Required work: Count how many lines of the material below contain the string "snow", with case taken into account. Give only the number.

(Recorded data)
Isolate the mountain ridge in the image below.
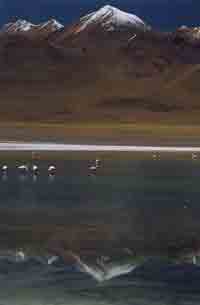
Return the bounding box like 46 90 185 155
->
0 4 200 122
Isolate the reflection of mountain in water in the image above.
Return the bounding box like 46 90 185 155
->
0 251 200 305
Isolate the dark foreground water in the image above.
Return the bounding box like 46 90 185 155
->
0 154 200 305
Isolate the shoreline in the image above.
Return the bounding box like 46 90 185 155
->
0 141 200 153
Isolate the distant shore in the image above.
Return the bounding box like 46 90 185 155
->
0 122 200 147
0 142 200 153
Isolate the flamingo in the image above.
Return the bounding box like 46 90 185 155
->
15 249 26 262
48 165 56 175
18 164 28 172
32 164 38 174
1 165 8 172
89 159 101 171
192 153 198 160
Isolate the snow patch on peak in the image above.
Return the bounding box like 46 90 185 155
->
40 19 64 31
3 19 36 32
79 5 147 32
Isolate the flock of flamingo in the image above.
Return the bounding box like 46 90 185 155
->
1 159 101 175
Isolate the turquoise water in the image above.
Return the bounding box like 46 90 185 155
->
0 154 200 305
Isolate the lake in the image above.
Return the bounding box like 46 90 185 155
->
0 152 200 305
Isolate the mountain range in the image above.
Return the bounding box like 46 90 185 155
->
0 5 200 122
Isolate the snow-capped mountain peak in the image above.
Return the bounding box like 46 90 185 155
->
40 19 64 31
3 19 36 32
78 5 147 32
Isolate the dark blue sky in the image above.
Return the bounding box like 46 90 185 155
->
0 0 200 29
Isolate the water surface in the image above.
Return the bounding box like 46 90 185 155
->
0 153 200 305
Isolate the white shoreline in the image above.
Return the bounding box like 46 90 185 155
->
0 142 200 153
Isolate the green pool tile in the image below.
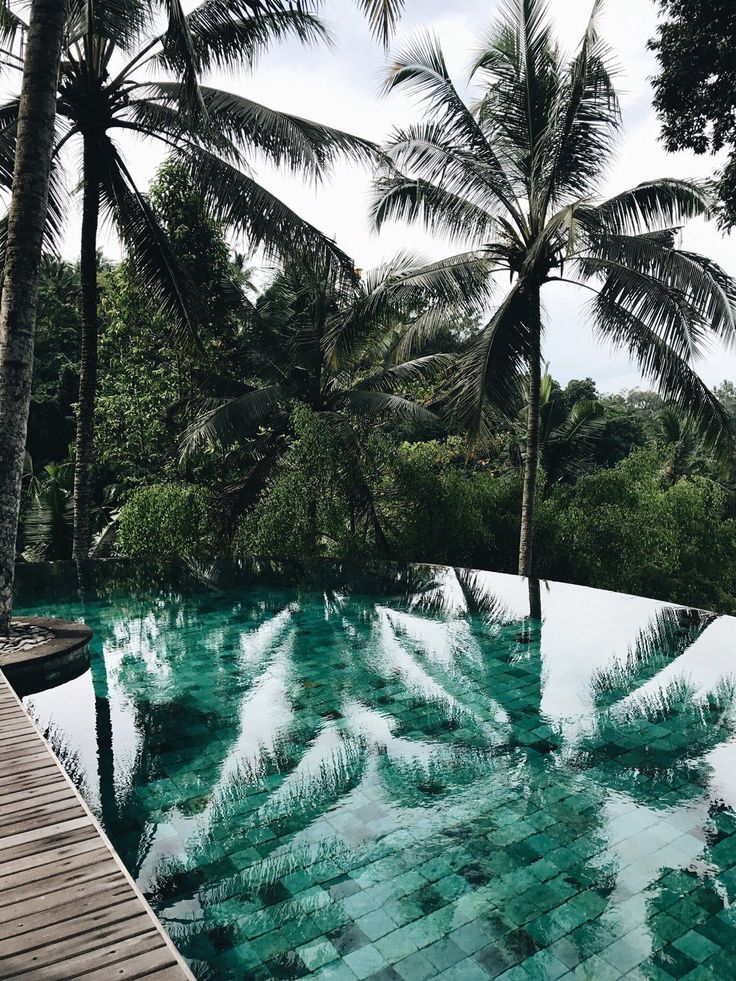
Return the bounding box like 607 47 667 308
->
394 951 437 981
434 957 488 981
672 930 721 964
356 909 396 940
521 950 568 981
297 937 340 971
572 954 624 981
14 570 736 981
376 928 418 964
343 944 386 981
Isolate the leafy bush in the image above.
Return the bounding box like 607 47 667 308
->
116 484 216 562
537 450 736 612
233 405 383 558
391 439 521 570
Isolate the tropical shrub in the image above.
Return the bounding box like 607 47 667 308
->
539 449 736 612
115 484 217 561
233 405 392 557
390 439 521 570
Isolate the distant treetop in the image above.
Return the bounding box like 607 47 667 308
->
649 0 736 228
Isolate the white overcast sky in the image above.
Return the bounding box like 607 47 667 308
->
56 0 736 392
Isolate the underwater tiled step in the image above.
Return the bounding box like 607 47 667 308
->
12 563 736 981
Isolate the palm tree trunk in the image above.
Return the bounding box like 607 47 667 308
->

Result: 2